[Stored data entries]
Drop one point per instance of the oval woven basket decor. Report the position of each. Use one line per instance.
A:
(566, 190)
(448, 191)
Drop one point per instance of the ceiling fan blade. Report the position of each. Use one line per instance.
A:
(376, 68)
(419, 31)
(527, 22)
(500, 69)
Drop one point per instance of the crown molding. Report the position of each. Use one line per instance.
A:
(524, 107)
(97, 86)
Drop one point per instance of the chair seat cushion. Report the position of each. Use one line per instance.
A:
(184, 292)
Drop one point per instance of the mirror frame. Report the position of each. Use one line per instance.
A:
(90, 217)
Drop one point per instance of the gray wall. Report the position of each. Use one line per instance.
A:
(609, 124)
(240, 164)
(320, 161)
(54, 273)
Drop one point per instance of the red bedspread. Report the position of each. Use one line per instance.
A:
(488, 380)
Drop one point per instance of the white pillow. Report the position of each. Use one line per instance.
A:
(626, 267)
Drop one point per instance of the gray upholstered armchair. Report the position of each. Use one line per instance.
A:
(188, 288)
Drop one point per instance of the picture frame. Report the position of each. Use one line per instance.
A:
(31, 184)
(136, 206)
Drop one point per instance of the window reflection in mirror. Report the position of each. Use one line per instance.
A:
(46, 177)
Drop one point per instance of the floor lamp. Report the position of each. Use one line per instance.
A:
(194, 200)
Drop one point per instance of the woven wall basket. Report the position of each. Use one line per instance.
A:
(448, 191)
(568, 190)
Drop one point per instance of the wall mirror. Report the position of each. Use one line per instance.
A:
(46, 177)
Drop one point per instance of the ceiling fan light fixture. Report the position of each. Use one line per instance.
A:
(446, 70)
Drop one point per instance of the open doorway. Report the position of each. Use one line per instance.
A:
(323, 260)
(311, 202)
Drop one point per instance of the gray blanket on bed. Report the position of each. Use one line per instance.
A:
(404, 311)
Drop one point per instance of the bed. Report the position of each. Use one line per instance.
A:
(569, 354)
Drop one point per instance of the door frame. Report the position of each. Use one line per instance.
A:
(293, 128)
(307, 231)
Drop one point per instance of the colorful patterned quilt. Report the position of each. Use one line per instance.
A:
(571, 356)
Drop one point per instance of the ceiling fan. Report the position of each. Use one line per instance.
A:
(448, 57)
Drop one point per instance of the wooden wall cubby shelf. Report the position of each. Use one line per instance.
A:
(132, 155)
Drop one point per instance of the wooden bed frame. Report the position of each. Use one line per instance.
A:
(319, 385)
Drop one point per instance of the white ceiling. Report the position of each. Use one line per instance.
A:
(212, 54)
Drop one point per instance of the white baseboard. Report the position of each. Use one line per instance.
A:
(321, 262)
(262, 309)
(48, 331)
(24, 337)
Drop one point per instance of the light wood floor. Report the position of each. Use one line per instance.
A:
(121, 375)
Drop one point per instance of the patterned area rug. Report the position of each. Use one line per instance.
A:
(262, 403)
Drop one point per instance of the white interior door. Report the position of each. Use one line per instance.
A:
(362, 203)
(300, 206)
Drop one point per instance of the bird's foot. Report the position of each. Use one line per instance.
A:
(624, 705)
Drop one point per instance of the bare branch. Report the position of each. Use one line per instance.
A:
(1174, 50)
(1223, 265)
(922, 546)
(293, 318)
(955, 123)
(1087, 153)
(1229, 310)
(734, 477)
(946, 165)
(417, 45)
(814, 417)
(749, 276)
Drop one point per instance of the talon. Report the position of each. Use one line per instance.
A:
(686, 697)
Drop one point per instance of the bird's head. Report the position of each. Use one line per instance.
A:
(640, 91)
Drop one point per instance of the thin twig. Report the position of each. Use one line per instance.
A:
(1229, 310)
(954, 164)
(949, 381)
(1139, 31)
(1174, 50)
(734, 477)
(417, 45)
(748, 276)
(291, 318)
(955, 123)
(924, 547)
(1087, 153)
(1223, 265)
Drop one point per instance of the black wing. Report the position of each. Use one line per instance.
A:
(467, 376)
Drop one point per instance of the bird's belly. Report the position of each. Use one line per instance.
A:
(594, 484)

## How to complete this task
Beginning at the line above with "Drop one point per instance of the talon." and finishing at the line with "Drop one point per instance of the thin", return each line exactly and return nothing else.

## Answer area
Drop one point per instance of the talon. Report the position of each. Use one line per instance.
A:
(686, 697)
Drop one point per instance of the bird's head. Report the position of each. Use one line per instance.
A:
(640, 91)
Drop one point per instance of the thin twig. Report the position of each. Use one line per instance.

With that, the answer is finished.